----- Records to process
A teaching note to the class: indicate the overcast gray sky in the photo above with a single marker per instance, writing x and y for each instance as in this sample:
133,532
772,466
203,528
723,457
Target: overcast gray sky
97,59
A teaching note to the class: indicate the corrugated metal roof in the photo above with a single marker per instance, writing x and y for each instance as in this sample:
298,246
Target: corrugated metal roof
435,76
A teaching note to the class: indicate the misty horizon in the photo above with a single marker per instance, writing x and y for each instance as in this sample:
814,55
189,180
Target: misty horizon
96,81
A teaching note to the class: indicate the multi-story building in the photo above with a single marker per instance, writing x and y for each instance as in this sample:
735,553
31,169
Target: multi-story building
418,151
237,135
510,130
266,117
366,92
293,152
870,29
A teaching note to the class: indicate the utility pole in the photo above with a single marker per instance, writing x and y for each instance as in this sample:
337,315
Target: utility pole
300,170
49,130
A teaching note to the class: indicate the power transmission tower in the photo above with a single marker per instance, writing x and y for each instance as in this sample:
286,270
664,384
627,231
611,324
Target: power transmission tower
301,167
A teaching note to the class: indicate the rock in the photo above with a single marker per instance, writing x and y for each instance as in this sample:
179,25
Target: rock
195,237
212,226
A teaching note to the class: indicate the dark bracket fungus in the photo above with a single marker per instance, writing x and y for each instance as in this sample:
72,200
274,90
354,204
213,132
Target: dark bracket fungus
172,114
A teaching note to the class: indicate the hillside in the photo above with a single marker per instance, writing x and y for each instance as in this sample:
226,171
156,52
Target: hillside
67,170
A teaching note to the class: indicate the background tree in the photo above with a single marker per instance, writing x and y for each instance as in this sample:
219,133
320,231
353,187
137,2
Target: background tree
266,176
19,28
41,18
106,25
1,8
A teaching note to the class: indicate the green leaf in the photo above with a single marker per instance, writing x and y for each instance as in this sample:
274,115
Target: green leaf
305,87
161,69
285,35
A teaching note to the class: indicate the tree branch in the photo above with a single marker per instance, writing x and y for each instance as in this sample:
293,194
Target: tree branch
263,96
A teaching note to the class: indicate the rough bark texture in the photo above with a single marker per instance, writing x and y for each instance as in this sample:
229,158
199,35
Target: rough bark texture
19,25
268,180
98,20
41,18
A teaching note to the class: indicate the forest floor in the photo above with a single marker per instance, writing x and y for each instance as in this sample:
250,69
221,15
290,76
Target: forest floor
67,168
----------
## Task details
Repeat the entries above verbatim.

## Written response
A teaching note to the class: indicate the overcast gray sky in the photo above with a single marker per instance, writing x and y for each instance as in this sample:
133,532
772,466
203,528
723,457
Target: overcast gray sky
97,59
A teaching note to the class: indicate the corrugated metal roof in the photo above with a single marker per instance, writing x and y for each instance as in this sample:
298,246
Target: corrugated metal roof
435,76
A teaching note to the class: indicate the misty horizon in the photo above with a single marker per instance, writing x and y for each instance as in this sample:
814,55
189,180
Target: misty horizon
96,81
A teaching note to the class: indicate the multi-story building in the photo above with a single marker per instance, writing x and y for each instance as in this sample:
735,553
31,169
Target: multi-story building
418,151
237,135
510,130
266,117
366,92
293,152
870,29
A teaching note to the class: indicate the utility pole in the photo above with a single marker per instance, writing x and y for each instance as in this sample:
337,315
Target: utility pole
300,170
49,130
A teaching note to the class: indicate the power transmission tower in the photo above with a single marker per instance, writing x and y for each instance as in this sample:
286,270
664,384
627,231
611,324
Target: power transmission tower
301,167
A teaching note to the class: indicate the rock in the photo above with a single marker per instance, writing x and y for each instance as in this sample:
179,25
Target: rock
195,237
212,226
A teaching note to the class: indicate the dark bracket fungus in the photo above with a single marker per instance, writing x and y for each instance as in this sample:
72,200
274,90
354,204
213,132
Target: dark bracket fungus
172,114
A teaching note to the class: indicate the hillside in the photo above with a single marker per instance, writing x and y for each instance as in this sample:
226,171
156,52
Target: hillside
67,170
A teaching note to the class: indicate the background tree in the photo above with a single marker per instance, writing x and y for each instance as in this sample:
219,133
320,231
353,187
137,2
Target: background tree
266,176
19,28
41,18
106,25
1,8
A teaching note to the class: indicate the green leaf in the photo above with a single marker per instance, writing x and y for each instance as in this sample:
274,115
Target: green leaf
305,87
161,69
285,35
A teaching note to the class: indicate the tree branch in the photo above with a single marker per instance, writing x and y for each instance as in this sample:
293,194
Target: tree branch
263,96
A teaching note to the class: indicate the rough bark texture in the photo above with a single marker per instance, writing x and y for each instance as in this sample:
229,158
199,35
Target: rough bark texture
19,25
268,180
98,20
41,18
A teaching note to the class: indicate the forest floor in the photo above with a single marker per instance, writing x and y for each instance as in this sample:
250,69
221,15
290,76
Target: forest floor
67,168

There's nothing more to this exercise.